Excerpts of bounding box data:
########################################

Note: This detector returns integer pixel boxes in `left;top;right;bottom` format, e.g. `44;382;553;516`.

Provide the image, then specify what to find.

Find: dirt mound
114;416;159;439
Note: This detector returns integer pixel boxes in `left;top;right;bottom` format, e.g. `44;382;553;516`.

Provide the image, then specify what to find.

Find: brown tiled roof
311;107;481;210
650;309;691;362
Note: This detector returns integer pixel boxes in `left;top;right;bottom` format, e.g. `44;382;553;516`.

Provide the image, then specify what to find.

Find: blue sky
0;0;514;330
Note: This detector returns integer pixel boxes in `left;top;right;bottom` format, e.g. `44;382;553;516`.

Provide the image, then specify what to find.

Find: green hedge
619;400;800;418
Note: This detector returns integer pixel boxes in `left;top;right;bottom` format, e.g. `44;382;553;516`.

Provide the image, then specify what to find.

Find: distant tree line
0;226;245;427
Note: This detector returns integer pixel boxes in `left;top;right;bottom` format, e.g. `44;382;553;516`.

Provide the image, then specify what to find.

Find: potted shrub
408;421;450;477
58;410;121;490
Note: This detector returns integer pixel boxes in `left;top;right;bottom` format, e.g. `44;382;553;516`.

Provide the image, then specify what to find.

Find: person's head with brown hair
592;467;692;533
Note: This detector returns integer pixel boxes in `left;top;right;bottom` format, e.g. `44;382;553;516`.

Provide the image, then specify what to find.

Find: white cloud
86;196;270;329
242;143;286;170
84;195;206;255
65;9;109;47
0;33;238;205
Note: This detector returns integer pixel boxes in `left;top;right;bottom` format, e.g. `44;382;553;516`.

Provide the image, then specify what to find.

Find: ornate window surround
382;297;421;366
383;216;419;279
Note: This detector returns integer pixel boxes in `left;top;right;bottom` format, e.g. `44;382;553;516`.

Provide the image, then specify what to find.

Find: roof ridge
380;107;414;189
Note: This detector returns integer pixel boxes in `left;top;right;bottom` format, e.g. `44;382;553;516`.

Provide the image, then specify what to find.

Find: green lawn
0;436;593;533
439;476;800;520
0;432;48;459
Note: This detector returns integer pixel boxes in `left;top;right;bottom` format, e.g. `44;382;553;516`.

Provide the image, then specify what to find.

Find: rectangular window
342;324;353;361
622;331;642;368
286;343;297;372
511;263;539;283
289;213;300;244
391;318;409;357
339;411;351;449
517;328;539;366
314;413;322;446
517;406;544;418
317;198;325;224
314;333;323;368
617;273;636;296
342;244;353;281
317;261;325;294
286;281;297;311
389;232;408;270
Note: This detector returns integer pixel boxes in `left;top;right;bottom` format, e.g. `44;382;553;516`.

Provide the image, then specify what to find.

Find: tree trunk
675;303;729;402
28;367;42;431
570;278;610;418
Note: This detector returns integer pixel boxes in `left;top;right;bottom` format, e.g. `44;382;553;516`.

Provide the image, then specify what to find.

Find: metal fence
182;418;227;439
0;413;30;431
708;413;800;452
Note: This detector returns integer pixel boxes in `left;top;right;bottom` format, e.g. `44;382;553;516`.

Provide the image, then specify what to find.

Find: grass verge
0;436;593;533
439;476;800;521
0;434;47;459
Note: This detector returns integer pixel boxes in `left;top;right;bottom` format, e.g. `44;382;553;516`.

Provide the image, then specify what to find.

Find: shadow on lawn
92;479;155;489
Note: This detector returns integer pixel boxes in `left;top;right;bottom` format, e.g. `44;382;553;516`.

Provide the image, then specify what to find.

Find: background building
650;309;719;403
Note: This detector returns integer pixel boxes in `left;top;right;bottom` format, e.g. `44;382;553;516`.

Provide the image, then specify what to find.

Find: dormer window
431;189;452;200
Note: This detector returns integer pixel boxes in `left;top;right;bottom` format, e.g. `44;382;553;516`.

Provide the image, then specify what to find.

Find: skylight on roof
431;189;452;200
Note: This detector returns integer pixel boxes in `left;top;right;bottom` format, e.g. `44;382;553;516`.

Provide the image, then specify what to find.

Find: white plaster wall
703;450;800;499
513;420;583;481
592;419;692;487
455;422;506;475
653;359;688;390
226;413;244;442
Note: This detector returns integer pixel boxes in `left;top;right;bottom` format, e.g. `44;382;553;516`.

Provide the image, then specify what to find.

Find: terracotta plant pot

########################################

Exercise goal ::
State how many lines of the items above contain the string "brown", treating uppercase and lowercase as distinct. Reply with the number alone.

Written response ::
2